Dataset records
========
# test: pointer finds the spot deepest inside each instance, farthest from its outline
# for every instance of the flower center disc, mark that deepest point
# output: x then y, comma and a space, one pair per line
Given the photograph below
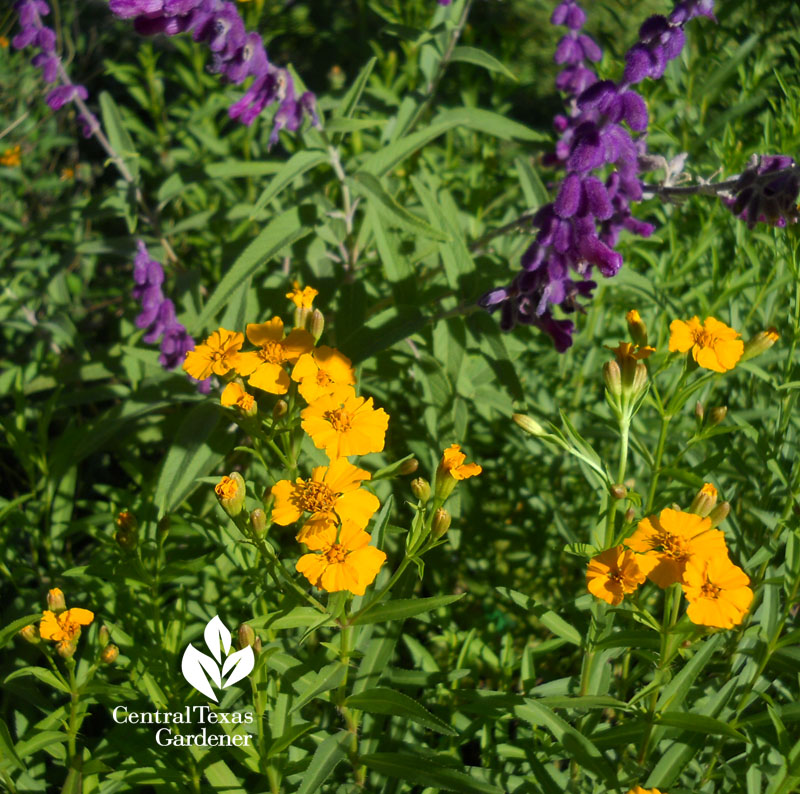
316, 497
340, 419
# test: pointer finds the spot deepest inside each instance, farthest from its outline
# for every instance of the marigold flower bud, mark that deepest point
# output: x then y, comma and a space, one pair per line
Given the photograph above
66, 650
759, 344
719, 513
441, 523
421, 488
636, 328
704, 501
618, 491
699, 412
280, 410
316, 324
409, 467
55, 600
529, 425
258, 521
716, 415
612, 376
126, 520
230, 492
163, 527
30, 634
109, 654
246, 636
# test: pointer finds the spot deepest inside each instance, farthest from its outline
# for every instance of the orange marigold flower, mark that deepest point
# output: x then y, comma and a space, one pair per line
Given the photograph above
234, 394
265, 366
344, 424
302, 298
217, 355
11, 157
714, 345
333, 491
670, 539
344, 563
65, 627
717, 592
616, 572
321, 372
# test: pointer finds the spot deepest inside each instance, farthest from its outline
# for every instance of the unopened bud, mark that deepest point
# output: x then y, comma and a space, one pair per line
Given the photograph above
109, 654
163, 527
719, 513
529, 425
302, 315
66, 650
421, 488
126, 520
408, 467
246, 636
618, 491
258, 521
759, 344
126, 540
716, 415
316, 324
280, 410
55, 600
612, 377
230, 492
441, 522
704, 501
636, 328
30, 634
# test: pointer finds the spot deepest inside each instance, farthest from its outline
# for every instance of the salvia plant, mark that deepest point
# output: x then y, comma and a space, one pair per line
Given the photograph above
298, 497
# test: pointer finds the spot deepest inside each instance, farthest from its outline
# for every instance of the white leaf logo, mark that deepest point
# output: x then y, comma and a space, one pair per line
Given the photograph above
198, 667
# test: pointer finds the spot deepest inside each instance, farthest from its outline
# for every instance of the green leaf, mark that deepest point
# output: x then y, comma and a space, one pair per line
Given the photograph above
13, 628
329, 753
350, 100
382, 700
424, 772
481, 58
7, 751
294, 167
403, 608
575, 744
191, 455
44, 675
699, 723
117, 134
370, 187
281, 232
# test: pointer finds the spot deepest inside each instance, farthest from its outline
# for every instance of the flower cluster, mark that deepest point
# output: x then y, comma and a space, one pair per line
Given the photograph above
759, 198
236, 55
580, 229
35, 33
683, 548
333, 505
158, 312
59, 624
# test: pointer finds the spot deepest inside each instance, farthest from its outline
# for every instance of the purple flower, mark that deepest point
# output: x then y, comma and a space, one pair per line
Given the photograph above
158, 313
580, 229
236, 55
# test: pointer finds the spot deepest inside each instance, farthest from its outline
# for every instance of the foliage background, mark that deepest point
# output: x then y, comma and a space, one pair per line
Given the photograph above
89, 417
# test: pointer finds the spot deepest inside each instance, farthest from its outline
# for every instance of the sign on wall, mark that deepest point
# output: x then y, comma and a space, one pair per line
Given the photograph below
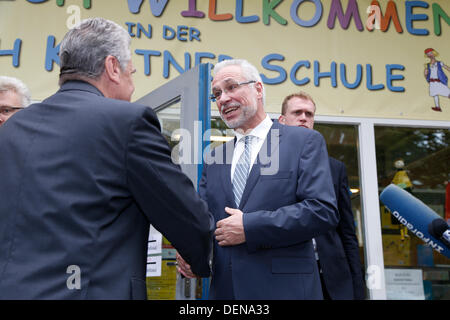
357, 58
========
__Exercise description__. All lines above that contain "flower" are required in the answer.

__Written solution__.
# for every instance of the flower center disc, mark that deepest point
# for every instance of the marigold flower bud, mark that deepest point
# for every instance of the orange marigold flower, mark that deepest point
# for every instance of the flower cluster, mark that deepest point
# for every instance of the purple flower, mark that deepest point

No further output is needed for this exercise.